What this task involves:
Pick out every line in the records that contains the string "person" and copy each one. Case counts.

Data in this exercise:
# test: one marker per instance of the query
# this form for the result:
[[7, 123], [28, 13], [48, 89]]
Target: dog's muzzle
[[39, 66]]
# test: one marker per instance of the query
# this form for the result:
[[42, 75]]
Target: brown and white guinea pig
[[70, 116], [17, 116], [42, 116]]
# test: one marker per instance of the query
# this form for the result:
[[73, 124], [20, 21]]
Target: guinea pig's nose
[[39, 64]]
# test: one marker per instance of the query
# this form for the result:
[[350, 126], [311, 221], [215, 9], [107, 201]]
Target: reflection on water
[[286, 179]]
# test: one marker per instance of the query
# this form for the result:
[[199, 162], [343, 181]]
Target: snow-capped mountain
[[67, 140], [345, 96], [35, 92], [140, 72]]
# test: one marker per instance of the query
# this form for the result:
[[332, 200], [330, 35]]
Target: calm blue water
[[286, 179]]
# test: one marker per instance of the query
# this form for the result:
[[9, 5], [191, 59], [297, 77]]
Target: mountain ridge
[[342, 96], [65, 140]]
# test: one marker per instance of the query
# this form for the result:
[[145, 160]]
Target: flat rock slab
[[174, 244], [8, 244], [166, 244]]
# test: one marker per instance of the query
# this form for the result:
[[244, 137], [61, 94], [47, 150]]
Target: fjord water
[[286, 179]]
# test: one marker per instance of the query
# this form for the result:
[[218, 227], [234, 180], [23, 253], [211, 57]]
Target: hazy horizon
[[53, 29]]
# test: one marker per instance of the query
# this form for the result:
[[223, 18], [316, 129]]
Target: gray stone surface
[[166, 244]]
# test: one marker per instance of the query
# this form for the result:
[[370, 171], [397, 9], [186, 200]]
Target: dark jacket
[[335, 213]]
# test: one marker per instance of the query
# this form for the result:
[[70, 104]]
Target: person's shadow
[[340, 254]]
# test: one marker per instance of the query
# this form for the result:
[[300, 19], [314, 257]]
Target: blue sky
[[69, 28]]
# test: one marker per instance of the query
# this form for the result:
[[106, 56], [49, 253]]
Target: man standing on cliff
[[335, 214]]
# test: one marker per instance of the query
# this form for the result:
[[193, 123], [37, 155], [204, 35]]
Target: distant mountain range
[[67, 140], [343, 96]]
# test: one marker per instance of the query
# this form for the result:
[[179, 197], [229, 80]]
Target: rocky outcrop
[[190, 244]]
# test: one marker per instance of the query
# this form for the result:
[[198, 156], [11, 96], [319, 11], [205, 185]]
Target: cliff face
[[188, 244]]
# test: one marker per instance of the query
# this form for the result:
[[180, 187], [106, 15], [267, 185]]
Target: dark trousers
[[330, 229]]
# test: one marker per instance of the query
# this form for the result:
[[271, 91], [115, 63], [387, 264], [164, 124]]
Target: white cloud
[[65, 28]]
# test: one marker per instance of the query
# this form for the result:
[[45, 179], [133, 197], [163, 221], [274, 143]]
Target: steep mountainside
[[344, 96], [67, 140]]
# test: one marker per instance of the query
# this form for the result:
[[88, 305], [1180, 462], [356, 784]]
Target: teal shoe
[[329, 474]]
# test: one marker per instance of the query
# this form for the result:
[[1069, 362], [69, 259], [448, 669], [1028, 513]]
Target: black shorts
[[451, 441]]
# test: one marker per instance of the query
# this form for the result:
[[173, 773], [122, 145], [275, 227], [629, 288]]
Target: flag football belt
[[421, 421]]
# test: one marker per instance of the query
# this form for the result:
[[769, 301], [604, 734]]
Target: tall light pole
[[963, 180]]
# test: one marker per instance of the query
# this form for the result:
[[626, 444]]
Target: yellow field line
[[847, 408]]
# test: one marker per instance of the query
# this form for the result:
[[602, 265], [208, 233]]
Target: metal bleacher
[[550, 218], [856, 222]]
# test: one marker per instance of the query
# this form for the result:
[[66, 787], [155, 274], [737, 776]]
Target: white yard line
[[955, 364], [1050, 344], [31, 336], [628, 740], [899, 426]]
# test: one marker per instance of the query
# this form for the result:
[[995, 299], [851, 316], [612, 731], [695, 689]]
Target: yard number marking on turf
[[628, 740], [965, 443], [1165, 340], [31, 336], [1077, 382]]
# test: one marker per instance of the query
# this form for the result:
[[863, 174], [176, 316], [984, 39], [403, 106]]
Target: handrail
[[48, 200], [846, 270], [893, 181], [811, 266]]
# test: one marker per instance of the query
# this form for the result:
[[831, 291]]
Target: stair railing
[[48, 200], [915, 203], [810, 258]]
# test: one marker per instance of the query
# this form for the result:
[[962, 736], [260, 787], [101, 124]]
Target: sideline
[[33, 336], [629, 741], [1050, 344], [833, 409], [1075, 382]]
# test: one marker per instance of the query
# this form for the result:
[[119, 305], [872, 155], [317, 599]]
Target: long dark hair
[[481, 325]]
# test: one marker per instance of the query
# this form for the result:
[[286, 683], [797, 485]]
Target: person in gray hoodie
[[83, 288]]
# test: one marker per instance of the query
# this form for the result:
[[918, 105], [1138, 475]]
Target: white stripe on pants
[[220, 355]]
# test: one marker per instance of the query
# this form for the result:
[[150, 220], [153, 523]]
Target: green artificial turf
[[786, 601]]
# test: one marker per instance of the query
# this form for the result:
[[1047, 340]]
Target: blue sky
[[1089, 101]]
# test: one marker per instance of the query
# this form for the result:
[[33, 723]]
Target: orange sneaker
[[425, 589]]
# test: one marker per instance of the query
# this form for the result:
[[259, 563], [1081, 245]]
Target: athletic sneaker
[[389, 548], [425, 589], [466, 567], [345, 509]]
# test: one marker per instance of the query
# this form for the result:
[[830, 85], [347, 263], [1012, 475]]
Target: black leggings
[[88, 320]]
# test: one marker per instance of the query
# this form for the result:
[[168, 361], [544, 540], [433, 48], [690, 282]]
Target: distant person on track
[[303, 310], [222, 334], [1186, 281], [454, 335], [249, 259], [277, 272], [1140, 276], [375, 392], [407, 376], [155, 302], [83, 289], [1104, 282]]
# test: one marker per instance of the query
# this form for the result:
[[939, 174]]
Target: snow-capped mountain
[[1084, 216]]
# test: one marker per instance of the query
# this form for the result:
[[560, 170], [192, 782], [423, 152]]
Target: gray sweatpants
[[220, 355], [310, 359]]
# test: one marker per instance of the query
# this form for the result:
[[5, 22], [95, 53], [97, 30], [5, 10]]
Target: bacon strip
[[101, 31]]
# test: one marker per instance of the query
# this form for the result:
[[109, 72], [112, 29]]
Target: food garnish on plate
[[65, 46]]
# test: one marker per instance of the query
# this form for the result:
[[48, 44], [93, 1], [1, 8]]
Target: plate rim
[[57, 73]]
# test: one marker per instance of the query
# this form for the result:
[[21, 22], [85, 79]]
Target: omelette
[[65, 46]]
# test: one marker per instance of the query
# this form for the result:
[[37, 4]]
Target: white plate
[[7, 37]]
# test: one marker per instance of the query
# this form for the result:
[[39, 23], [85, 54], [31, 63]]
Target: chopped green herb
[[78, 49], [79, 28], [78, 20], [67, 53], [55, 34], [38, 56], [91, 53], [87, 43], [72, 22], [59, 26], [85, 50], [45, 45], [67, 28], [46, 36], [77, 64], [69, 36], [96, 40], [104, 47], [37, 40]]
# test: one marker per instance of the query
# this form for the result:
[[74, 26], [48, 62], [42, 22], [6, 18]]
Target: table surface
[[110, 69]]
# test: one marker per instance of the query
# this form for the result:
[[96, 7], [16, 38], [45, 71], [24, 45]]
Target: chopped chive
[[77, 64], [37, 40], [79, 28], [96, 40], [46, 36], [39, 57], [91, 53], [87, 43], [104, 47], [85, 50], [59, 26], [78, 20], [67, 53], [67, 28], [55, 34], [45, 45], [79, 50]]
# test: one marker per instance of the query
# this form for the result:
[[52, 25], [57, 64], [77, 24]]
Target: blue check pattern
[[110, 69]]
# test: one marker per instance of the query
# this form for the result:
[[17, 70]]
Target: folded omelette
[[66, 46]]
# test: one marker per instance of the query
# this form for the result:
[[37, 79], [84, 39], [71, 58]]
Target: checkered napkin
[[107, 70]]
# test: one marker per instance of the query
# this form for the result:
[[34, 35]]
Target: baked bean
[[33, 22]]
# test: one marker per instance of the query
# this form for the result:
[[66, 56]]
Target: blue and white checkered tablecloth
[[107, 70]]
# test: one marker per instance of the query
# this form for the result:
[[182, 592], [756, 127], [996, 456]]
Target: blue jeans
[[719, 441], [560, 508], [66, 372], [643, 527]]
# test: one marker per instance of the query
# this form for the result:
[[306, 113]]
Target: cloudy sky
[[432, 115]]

Output:
Target: person's shadow
Target: person in gray hoodie
Target: distant person on track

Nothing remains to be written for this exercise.